Aim of the task:
Go through the entries below from the first line and transcribe each one exactly, ending with the line that contains "Query: orange beak".

Supplied material:
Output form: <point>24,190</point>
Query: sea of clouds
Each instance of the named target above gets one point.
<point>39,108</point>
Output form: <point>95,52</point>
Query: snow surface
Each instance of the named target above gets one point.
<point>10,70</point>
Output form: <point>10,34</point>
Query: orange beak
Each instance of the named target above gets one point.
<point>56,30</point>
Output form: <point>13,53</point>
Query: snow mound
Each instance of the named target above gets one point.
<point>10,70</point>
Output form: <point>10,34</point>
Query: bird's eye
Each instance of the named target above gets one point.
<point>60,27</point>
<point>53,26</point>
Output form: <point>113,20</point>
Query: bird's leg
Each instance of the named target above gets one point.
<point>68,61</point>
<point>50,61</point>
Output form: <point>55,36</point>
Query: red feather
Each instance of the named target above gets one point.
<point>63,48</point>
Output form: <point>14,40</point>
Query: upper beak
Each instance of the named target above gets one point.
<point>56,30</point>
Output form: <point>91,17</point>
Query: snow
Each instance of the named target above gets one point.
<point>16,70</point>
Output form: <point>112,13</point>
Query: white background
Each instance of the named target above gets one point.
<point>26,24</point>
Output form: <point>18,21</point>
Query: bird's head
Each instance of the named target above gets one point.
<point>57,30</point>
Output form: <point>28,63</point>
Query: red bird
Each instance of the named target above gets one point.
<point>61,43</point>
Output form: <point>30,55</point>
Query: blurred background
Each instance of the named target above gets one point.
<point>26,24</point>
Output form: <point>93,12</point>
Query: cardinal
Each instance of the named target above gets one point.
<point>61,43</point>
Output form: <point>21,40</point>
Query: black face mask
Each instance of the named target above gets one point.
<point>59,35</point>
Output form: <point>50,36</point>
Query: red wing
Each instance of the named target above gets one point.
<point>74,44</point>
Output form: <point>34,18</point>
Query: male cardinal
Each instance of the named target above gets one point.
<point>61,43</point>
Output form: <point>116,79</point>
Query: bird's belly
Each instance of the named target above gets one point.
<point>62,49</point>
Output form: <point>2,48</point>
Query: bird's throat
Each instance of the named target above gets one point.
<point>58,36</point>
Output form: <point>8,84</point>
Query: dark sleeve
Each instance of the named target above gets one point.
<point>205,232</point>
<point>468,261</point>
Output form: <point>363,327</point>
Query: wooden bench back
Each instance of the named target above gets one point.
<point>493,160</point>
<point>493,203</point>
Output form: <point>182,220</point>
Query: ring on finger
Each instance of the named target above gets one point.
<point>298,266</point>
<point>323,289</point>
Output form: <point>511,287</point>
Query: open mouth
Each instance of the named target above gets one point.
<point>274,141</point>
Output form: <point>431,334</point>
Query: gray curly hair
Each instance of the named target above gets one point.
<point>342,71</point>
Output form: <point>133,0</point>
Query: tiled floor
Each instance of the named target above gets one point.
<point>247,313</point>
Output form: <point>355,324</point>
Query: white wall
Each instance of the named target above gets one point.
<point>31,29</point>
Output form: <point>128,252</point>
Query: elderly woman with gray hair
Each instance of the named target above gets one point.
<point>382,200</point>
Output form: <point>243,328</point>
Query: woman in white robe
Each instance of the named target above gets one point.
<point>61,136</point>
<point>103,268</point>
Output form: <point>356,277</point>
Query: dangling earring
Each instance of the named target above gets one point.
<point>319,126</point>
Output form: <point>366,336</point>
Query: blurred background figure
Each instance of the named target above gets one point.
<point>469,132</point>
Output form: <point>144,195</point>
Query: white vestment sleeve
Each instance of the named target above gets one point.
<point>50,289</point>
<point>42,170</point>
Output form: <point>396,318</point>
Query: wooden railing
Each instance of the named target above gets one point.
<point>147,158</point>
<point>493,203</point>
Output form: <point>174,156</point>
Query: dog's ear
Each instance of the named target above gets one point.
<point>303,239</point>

Solution:
Output form: <point>24,190</point>
Query: sea of clouds
Each instance of the named target above gets one point.
<point>39,108</point>
Output form: <point>95,52</point>
Query: snow surface
Each instance of the named target above gets one point.
<point>10,70</point>
Output form: <point>10,34</point>
Query: orange beak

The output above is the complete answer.